WRITTEN INSTRUCTION
Switch every "instance" to "occurrence" in the material below, keeping all other text the same, and leave the pictures out of your version.

[BEGIN DATASET EXTRACT]

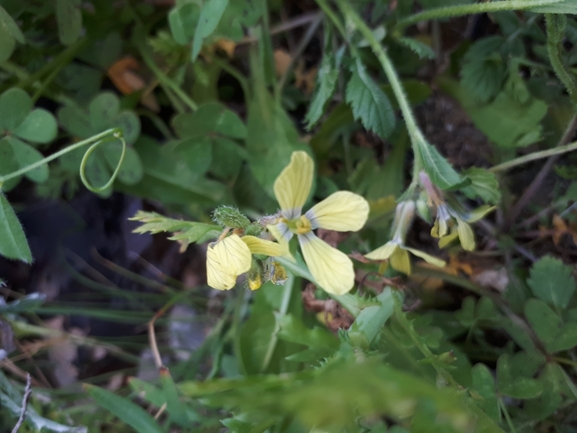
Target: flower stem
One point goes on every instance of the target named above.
(472, 9)
(93, 139)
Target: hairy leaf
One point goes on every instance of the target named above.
(369, 102)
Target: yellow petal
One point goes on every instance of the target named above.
(427, 257)
(331, 268)
(342, 211)
(262, 246)
(466, 235)
(225, 261)
(384, 252)
(293, 185)
(400, 261)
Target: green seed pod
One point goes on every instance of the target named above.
(228, 216)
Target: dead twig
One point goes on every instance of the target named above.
(27, 392)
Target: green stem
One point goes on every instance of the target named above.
(415, 134)
(533, 157)
(477, 8)
(95, 138)
(556, 25)
(287, 293)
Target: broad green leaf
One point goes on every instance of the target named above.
(69, 19)
(209, 119)
(210, 15)
(437, 167)
(369, 102)
(556, 335)
(130, 413)
(369, 323)
(26, 155)
(182, 21)
(103, 110)
(27, 304)
(129, 123)
(483, 184)
(9, 34)
(8, 164)
(549, 401)
(484, 71)
(419, 48)
(15, 105)
(484, 386)
(196, 153)
(8, 22)
(13, 243)
(514, 385)
(552, 282)
(38, 127)
(76, 122)
(131, 171)
(327, 76)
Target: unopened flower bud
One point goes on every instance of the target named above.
(228, 216)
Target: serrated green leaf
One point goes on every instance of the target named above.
(484, 184)
(38, 127)
(552, 282)
(15, 105)
(556, 335)
(484, 71)
(442, 174)
(130, 413)
(13, 243)
(419, 48)
(514, 385)
(26, 155)
(69, 19)
(210, 15)
(327, 76)
(369, 102)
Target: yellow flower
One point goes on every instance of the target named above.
(341, 211)
(395, 250)
(230, 257)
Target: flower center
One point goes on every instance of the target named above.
(299, 226)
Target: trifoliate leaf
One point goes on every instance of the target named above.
(483, 184)
(369, 102)
(484, 71)
(419, 48)
(552, 282)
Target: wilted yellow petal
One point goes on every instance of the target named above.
(293, 185)
(400, 261)
(262, 246)
(427, 257)
(331, 268)
(466, 235)
(384, 252)
(225, 261)
(342, 211)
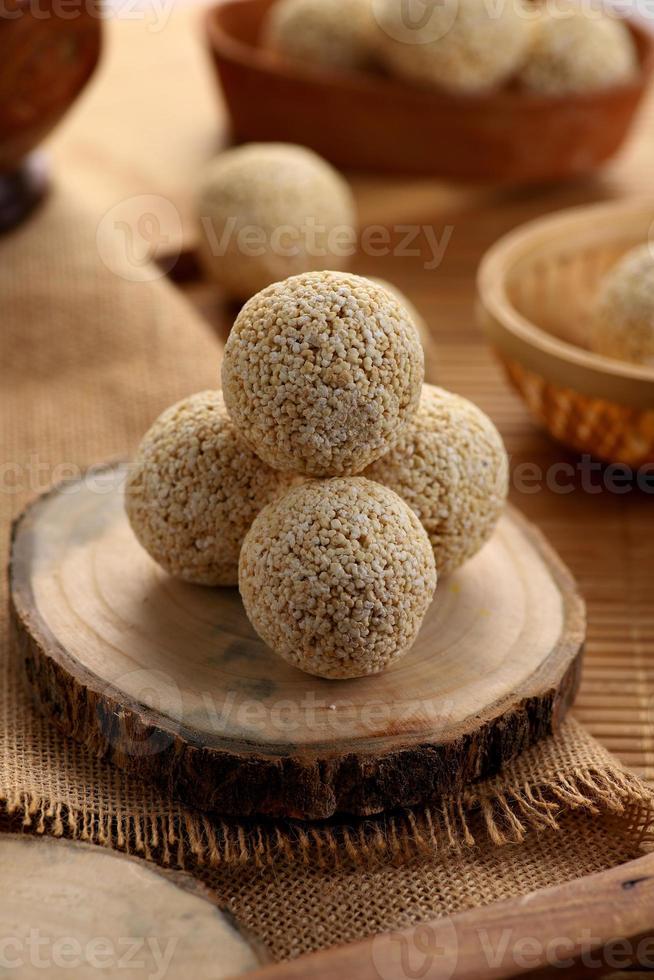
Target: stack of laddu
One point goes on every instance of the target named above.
(326, 479)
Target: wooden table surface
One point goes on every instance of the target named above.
(151, 118)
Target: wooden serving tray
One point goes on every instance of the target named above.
(171, 682)
(66, 905)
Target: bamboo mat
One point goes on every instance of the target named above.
(150, 143)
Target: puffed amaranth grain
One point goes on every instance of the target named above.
(322, 373)
(623, 325)
(451, 468)
(194, 489)
(336, 577)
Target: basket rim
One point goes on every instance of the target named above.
(531, 345)
(229, 48)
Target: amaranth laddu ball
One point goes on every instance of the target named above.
(337, 577)
(322, 373)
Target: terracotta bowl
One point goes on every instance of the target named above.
(536, 291)
(48, 57)
(369, 122)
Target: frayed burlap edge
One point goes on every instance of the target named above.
(501, 815)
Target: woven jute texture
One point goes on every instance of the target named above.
(91, 351)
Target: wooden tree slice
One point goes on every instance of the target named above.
(69, 909)
(171, 682)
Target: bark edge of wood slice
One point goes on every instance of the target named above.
(170, 682)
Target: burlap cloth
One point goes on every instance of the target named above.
(89, 358)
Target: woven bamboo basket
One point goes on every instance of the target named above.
(536, 291)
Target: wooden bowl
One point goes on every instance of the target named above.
(48, 59)
(373, 123)
(536, 287)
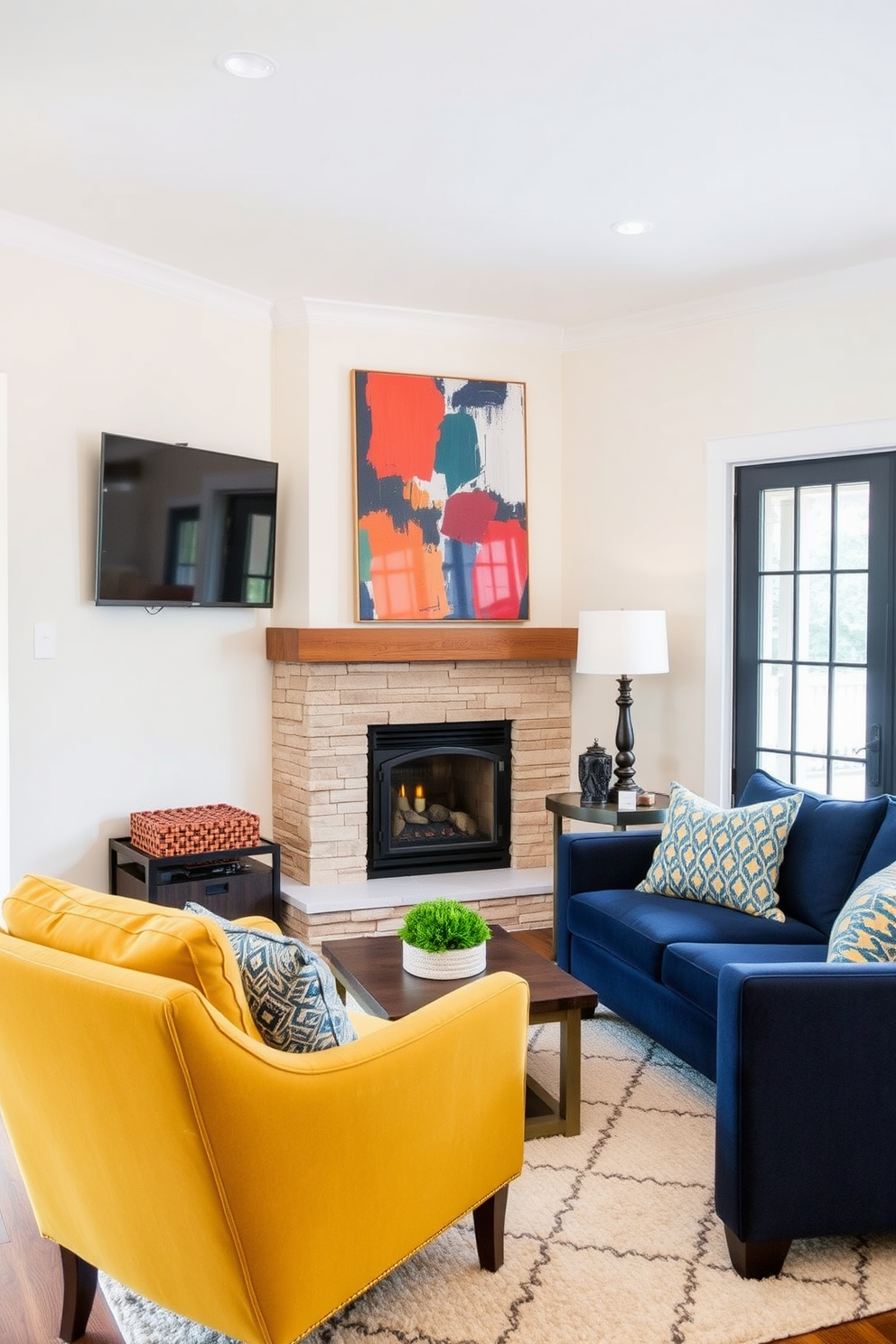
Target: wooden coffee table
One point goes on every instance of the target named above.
(369, 969)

[END DATASET EXTRACT]

REPLY
Target: flower stem
One point goes on every occurrence of the target named above.
(472, 9)
(93, 139)
Target: hairy leaf
One point goes on every occurrence of the target named above.
(369, 102)
Target: yellow petal
One point goes on every occurrence of the target named above.
(427, 257)
(331, 268)
(342, 211)
(262, 246)
(466, 235)
(225, 261)
(384, 252)
(293, 185)
(400, 261)
Target: green seed pod
One point goes on every occurrence of the target named above.
(228, 216)
Target: dead twig
One point goes on every occurrence of the target named above.
(27, 392)
Target: green stem
One point goes on every occurrence of the target named above.
(415, 134)
(533, 157)
(477, 8)
(95, 138)
(556, 25)
(287, 293)
Target: broad green leaf
One point goes on every occurrence of the target named above.
(69, 19)
(209, 119)
(210, 15)
(437, 167)
(369, 102)
(556, 335)
(130, 413)
(369, 323)
(26, 155)
(182, 21)
(103, 110)
(27, 304)
(129, 123)
(483, 184)
(9, 34)
(8, 164)
(549, 401)
(484, 71)
(419, 48)
(15, 105)
(484, 386)
(196, 153)
(8, 22)
(13, 243)
(514, 385)
(552, 282)
(38, 127)
(76, 122)
(131, 171)
(327, 76)
Target: unopened flower bud
One point goes on every occurrence of the target named above.
(228, 216)
Target: serrated green leaf
One point goes on every occurrence of the target named above.
(484, 184)
(38, 127)
(552, 282)
(15, 105)
(556, 335)
(484, 71)
(442, 174)
(130, 413)
(13, 243)
(419, 48)
(514, 385)
(26, 155)
(69, 19)
(210, 15)
(327, 76)
(369, 102)
Target: yellow flower
One point goes on every occurrence of the target named above.
(341, 211)
(395, 250)
(230, 257)
Target: flower center
One point goes on every occurrence of the target named above.
(299, 226)
Target: trifoliate leaf
One point goes on every occurrence of the target named above.
(483, 184)
(369, 102)
(484, 71)
(419, 48)
(552, 282)
Target: wilted yellow petal
One point goes on every occurrence of the target named above.
(293, 185)
(400, 261)
(262, 246)
(427, 257)
(331, 268)
(466, 235)
(384, 252)
(225, 261)
(342, 211)
Target: stack of laddu
One point goes on every occurrence of the target named above.
(326, 479)
Target: wooden table surface
One point goes on every occurrence of the target named above.
(151, 118)
Target: wooden serving tray
One point goes on every occurrence of the target named above.
(171, 682)
(66, 905)
Target: bamboo mat
One point goes on every occurrence of the target named above.
(150, 143)
Target: puffed amaranth grain
One point goes on every occurrence of the target named above.
(322, 373)
(623, 325)
(451, 468)
(194, 489)
(336, 577)
Target: basket rim
One point goes on every occurrence of the target named above.
(531, 345)
(229, 48)
Target: amaranth laddu ball
One point goes on every occurrence of the target named above.
(337, 577)
(322, 373)
Target: terracotta bowl
One point goes on every occurrence of the target named above.
(536, 291)
(48, 57)
(369, 122)
Target: frayed burlap edge
One point goes on every occurrence of the target named above.
(501, 815)
Target: woven jute texture
One point goes on every occurrence of the target named above.
(91, 351)
Target: wooden tree slice
One point goes on every occurrence of the target named above.
(69, 909)
(171, 682)
Target: bark edge of wood slice
One point goes on every occurrence of the target named above.
(170, 682)
Target: burlap cloth
One point goes on every occurrence of the target named above.
(89, 358)
Target: woven bamboo basket
One point goes on every occurrence of the target named above.
(536, 291)
Target: wooden bowl
One point goes on every occurrence of the target named above.
(48, 59)
(373, 123)
(536, 287)
Target: wooden coffee table
One point goes on every occurrence of the target named above.
(369, 969)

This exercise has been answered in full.